Exercise: Find each line in the records that contains the word "white" and copy it out in full.

####################

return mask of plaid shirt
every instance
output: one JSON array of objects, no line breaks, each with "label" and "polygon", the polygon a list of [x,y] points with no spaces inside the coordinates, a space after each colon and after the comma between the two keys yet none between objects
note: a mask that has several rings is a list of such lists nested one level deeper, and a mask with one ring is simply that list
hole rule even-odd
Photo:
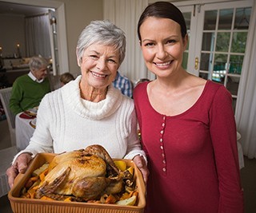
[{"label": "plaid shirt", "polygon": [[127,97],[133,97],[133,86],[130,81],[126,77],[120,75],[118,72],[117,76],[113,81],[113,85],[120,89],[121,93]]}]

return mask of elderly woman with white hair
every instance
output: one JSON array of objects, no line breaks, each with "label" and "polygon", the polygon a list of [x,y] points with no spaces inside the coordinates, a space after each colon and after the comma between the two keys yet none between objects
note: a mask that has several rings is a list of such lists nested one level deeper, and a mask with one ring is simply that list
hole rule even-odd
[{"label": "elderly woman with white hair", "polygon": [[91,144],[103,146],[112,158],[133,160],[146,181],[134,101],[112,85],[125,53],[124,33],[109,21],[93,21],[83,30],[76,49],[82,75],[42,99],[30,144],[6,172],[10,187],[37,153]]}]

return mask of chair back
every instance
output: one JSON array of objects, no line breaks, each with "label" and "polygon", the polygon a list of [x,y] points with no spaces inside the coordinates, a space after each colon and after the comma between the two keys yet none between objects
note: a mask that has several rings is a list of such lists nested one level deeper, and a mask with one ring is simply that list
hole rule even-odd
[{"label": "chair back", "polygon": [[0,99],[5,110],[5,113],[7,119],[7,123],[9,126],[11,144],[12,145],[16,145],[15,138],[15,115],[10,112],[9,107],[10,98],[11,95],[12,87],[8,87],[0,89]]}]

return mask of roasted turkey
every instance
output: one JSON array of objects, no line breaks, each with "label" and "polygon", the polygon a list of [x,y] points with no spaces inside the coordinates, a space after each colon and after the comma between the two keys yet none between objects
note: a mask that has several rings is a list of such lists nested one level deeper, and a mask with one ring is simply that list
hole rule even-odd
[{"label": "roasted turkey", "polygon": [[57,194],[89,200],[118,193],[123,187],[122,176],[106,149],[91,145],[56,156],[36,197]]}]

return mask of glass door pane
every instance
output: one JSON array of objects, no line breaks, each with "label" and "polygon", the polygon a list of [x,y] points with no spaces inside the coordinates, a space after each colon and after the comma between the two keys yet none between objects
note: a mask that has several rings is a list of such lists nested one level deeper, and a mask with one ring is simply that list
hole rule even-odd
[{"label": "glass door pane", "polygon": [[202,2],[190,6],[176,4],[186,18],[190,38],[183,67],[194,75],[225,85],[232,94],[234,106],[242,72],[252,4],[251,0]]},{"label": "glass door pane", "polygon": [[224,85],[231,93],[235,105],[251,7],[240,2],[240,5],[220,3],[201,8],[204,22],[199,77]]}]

####################

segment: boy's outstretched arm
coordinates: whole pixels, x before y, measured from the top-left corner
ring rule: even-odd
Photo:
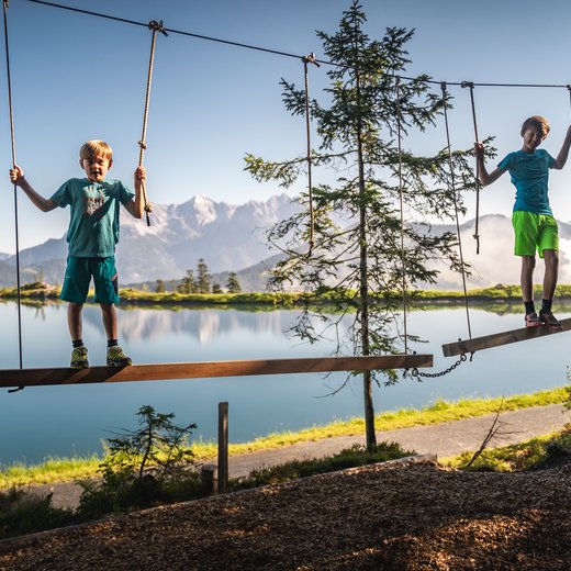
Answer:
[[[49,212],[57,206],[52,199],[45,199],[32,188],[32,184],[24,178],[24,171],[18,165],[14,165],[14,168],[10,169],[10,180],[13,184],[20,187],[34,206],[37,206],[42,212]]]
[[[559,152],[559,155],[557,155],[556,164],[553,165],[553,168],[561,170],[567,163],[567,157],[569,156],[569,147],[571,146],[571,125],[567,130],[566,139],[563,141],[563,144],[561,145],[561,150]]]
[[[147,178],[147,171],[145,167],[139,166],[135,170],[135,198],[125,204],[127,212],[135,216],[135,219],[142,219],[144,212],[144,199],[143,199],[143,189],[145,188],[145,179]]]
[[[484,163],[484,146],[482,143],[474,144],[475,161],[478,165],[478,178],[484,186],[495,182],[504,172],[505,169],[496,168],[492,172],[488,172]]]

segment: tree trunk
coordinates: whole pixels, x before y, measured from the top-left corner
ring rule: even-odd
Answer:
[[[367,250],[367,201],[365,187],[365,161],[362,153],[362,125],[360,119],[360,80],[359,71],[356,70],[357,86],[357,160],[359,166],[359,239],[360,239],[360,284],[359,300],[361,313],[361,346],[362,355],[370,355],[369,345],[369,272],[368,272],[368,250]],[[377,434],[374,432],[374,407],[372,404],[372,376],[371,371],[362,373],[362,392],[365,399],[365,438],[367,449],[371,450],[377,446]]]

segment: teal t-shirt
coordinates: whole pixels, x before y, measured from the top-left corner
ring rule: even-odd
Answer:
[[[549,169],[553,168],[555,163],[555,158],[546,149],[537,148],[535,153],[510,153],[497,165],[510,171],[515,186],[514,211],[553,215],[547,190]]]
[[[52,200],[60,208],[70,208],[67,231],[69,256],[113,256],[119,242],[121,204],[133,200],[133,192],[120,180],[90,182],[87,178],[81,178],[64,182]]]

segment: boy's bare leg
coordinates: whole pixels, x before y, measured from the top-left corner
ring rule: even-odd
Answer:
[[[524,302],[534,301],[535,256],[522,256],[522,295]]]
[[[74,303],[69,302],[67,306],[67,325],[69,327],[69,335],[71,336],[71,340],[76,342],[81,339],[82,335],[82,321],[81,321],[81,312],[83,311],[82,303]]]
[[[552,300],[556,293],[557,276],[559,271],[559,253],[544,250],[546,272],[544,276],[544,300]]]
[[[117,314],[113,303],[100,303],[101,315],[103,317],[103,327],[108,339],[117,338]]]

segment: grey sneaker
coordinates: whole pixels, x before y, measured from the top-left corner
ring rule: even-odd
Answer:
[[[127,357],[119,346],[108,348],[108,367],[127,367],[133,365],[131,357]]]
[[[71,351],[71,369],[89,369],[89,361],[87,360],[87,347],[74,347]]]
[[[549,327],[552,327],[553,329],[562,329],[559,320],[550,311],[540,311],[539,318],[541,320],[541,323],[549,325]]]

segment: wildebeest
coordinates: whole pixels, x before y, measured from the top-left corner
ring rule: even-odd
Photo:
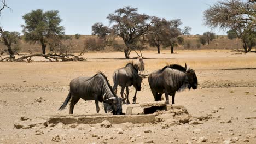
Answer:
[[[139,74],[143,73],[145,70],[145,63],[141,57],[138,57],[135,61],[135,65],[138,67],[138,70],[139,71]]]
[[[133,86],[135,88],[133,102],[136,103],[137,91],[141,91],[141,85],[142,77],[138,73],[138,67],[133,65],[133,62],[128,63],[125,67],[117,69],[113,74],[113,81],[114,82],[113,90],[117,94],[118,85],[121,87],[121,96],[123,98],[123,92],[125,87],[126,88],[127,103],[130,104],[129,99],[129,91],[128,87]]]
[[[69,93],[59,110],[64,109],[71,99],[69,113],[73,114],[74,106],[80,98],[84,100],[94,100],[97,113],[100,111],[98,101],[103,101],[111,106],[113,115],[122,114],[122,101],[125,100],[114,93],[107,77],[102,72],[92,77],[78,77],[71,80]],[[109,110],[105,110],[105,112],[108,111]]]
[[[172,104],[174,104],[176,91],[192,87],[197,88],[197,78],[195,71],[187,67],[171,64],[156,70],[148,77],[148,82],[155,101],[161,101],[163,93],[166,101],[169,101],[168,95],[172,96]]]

####################

Task solution:
return mask of elderly woman with white hair
[{"label": "elderly woman with white hair", "polygon": [[91,144],[103,146],[112,158],[133,160],[146,181],[134,101],[112,85],[125,53],[124,33],[109,21],[93,21],[83,30],[76,49],[82,75],[42,99],[30,144],[6,172],[10,187],[37,153]]}]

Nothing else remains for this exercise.